**ACTIONS TO TAKE:**
• a. Answer these questions using the LASIK text:
(i) Where does light focus in a nearsighted eye?
(ii) What causes astigmatism?
(iii) How does LASIK Monovision resolve presbyopia?
• b. List every vision condition that the LASIK text says the procedure can correct or resolve.
• c. Continue the LASIK text after its final sentence.

**DOCUMENT SECTION:**
○ ○ ○ ○ ○ ○ ○
The refractive errors corrected by LASIK stay corrected for the rest of your life. Since the cornea is living tissue there can be minor fluctuations and occasionally the need for enhancements as the cornea adapts following the procedure. These are a normal part of the post-operative process.
After the post-operative processes are complete, you can expect your vision to improve and stabilize, with many LASIK patients reporting excellent vision following the procedure that gets even better in the next months and years.
Your eyes age as you do, and for most of us who’ve reached 40, another element of the eye will cause vision trouble. The eye’s lens will gradually lose flexibility and result in a condition called presbyopia, or the need for reading glasses. Monovision LASIK can help this condition significantly.
By the time you are in your 70s, you may experience another set of age-related vision problems which LASIK doesn’t address. However, depending on the age at which you have your procedure, you may have decades of excellent vision free of the effects of refractive error.
What Can LASIK Correct?
LASIK solves poor vision at the source, correcting these common vision problems:
Nearsighted individuals have problems seeing well at a distance and are forced to wear glasses or contact lenses. The nearsighted eye is usually longer than a normal eye, and its cornea steeper, so when light passes through the cornea it is focused in front of the retina, not on the retina. This makes distant images appear blurred.
LASIK solves myopia by correcting the corneal irregularities that cause it.
Farsighted individuals have trouble reading up close or seeing objects near at hand. The farsighted eye is slightly shorter than a normal eye and has a flatter cornea, so distant objects focus behind the retina.
LASIK eliminates the causes of farsightedness.
Uneven steepening of the cornea causes images to be focused irregularly on the retina, causing blurred vision. Astigmatism is very common and can accompany any other form of refractive error, such as myopia or hyperopia.
LASIK effectively solves Astigmatism.
Presbyopia is a condition that becomes noticeable for most people after the age of 45. In children and young adults, the lens inside the eye can easily focus on distant and near objects. With age, the lens stiffens and loses its ability to focus properly, especially up close, increasing the need for reading glasses and bifocals.
A LASIK technique called LASIK Monovision can resolve presbyopia by correcting one eye for near vision and the other eye for far vision. Remarkably, the brain can usually adapt. Your doctor will explain LASIK Monovision more fully at your Free Consultation.
○ ○ ○ ○ ○ ○ ○
**DATASET:**
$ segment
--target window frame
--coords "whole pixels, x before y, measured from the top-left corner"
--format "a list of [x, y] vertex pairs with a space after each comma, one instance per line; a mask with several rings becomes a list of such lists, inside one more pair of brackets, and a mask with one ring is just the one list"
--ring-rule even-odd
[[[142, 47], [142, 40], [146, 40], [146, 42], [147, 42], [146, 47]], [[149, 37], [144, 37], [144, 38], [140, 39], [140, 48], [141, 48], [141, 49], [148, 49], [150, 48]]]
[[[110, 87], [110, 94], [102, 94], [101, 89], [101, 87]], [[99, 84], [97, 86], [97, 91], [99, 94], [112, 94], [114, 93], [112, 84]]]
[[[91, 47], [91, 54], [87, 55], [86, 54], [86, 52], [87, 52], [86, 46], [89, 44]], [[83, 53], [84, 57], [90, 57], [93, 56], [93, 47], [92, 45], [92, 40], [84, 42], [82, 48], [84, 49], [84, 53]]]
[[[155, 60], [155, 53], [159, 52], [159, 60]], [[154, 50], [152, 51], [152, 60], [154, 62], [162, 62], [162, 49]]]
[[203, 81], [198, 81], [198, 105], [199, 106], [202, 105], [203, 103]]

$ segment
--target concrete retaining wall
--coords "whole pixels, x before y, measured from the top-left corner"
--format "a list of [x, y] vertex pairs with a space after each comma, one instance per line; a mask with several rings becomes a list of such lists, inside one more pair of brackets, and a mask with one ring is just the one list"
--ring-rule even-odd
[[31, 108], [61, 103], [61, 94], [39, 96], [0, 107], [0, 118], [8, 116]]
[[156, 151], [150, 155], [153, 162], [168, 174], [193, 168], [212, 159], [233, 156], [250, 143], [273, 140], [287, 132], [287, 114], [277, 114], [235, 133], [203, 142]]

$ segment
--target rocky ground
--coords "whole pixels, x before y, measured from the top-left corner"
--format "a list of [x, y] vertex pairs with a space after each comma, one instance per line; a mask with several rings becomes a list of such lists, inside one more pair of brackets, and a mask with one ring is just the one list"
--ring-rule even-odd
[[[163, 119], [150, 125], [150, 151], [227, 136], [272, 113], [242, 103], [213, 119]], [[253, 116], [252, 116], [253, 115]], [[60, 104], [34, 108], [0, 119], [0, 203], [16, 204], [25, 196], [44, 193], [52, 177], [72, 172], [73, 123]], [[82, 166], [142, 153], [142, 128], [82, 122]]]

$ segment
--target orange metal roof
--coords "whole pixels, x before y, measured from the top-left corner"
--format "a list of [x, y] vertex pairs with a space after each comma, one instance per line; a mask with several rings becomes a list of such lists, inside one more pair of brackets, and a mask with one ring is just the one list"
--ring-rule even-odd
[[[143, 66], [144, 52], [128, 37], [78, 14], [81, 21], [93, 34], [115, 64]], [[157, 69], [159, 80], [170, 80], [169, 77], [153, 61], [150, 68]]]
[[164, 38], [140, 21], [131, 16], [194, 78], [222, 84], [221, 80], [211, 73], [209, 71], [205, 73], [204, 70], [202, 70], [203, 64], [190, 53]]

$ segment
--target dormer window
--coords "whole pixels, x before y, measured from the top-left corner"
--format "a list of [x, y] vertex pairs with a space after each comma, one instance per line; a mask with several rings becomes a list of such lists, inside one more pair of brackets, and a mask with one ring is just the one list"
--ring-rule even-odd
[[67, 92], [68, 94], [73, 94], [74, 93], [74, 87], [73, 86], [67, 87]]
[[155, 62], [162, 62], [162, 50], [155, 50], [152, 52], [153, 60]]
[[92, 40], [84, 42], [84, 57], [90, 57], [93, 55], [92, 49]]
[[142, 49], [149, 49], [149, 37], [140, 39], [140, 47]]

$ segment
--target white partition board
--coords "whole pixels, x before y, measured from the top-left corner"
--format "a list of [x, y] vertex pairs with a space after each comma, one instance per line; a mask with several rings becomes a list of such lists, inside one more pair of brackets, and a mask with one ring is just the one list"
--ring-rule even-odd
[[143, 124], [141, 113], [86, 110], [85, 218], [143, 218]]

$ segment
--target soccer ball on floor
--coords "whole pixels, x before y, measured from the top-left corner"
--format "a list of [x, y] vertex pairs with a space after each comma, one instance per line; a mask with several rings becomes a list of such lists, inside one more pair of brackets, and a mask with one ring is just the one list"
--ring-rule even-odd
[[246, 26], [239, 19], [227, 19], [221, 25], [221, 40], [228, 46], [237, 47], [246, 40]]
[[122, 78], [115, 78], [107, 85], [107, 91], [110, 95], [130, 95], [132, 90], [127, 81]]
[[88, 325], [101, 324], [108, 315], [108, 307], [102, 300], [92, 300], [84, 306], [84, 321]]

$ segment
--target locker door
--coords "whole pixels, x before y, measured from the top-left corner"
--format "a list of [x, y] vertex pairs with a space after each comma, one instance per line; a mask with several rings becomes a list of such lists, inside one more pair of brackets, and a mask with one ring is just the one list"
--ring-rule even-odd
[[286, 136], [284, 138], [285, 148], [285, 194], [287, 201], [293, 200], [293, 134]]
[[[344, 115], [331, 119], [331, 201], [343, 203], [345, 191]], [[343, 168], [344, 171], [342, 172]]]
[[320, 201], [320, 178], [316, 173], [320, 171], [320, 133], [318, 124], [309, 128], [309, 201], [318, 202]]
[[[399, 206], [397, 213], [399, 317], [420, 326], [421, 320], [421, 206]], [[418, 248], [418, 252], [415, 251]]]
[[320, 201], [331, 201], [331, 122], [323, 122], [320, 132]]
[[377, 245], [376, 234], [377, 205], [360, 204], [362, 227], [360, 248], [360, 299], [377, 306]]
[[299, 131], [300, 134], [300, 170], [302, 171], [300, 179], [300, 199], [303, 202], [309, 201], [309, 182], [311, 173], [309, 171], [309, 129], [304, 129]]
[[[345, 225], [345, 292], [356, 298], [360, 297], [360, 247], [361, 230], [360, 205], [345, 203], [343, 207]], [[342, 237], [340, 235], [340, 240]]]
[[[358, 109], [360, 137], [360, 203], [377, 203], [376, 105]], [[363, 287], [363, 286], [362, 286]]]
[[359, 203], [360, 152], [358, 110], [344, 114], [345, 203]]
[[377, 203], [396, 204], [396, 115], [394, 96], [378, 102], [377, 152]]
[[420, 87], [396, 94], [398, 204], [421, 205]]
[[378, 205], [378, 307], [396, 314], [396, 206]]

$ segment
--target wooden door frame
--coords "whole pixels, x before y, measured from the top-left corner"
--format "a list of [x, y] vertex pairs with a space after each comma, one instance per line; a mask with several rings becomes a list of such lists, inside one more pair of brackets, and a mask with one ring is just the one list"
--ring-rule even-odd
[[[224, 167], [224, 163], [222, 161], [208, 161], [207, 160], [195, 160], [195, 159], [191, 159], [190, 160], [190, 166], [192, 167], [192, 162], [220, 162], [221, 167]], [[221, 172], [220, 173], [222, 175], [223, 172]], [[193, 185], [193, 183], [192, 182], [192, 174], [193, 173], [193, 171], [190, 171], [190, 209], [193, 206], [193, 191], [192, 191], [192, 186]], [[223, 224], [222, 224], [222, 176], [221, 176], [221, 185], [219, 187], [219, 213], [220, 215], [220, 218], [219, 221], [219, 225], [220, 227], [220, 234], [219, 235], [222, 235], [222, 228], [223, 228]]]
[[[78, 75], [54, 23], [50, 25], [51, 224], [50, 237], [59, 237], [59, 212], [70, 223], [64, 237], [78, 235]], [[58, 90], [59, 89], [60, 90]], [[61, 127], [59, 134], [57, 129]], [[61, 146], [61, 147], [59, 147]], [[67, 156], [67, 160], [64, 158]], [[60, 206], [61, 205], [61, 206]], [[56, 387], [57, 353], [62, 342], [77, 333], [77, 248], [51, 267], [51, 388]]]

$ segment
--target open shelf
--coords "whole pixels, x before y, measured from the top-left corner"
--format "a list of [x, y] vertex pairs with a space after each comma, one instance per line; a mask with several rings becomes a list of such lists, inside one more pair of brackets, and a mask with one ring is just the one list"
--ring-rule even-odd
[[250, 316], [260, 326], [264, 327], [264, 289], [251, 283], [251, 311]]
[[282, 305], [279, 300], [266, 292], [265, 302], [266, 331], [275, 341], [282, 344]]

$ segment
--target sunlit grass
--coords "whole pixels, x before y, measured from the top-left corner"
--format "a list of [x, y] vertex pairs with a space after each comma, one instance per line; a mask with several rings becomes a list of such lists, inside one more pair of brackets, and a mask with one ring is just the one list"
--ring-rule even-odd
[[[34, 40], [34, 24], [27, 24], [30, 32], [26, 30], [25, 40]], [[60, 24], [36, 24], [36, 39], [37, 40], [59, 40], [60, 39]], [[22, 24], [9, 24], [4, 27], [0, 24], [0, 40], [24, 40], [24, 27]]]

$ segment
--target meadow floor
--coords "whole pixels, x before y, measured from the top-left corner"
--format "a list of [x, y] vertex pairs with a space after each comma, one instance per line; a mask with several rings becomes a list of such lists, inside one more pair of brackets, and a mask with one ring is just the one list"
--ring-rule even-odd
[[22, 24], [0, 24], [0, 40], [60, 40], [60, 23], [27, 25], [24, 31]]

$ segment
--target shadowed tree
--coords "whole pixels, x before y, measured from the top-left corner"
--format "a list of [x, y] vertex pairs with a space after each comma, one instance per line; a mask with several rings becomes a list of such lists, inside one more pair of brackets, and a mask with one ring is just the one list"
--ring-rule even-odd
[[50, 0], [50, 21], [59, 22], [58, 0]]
○ ○ ○ ○ ○ ○ ○
**RESPONSES FOR EACH TASK:**
• a.
(i) In front of the retina, not on it.
(ii) Uneven steepening of the cornea.
(iii) It corrects one eye for near vision and the other eye for far vision.

• b. Nearsightedness (myopia), farsightedness (hyperopia), astigmatism, presbyopia

• c.
Understanding your Prescription
The four main vision focusing disorders of the eye are:
- myopia (nearsightedness)
- astigmatism (ovalness of the eye)
- hyperopia (farsightedness) and
- presbyopia (inability to change the focus from far to near)
The units used to represent the amount of correction needed in order to normalize vision for distance are called ‘diopters’. The more nearsighted or farsighted you are, the higher your prescription is in diopters.
Your prescription is usually written in three numbers. The following example represents a typical prescription:
OD -4.25 -1.75 X 180
OS -5.50 -1.25 X 175
+2.25 Add OU
Here is the way to decipher your prescription:
OD stands for the right eye and is the abbreviation for the Latin Ocular Dexter. OS is for the left eye. It is derived from the Latin Ocular Sinister. The 1st number (-4.25 and -5.50 in this example) is the degree of spherical nearsightedness or farsightedness. The sign identifies whether you are nearsighted (- sign) or farsighted (+ sign).
- The second number (-1.75 and -1.25) is the degree of astigmatism. The number can be written either with a + sign or a – sign.
- The last and 3rd number (180 and 175) is the axis or the direction of your astigmatism. An axis of 180 degrees, for example, means the astigmatism is horizontal.
- Therefore, this prescription means that the patient is moderately nearsighted, with a moderate degree of astigmatism in a horizontal direction.
- The “add” at the bottom of the prescription is for the reading part of a bifocal glass. It is not unusual for anyone under the age of 40 to need this.